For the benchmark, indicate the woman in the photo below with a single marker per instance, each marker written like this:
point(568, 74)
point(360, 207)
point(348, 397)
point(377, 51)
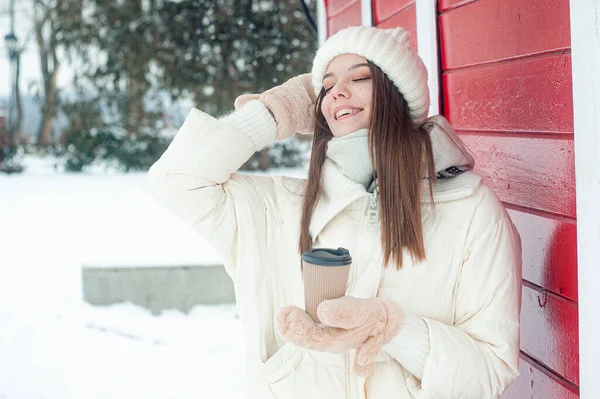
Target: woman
point(433, 298)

EXERCISE DETAILS:
Reproduce all of the material above word for word, leaving out the pictures.

SOLUTION TO THE EXERCISE:
For the benchmark, indicate the woman in the photo below with a single marker per instance, each marker written like this:
point(568, 74)
point(360, 207)
point(348, 397)
point(377, 51)
Target: woman
point(433, 298)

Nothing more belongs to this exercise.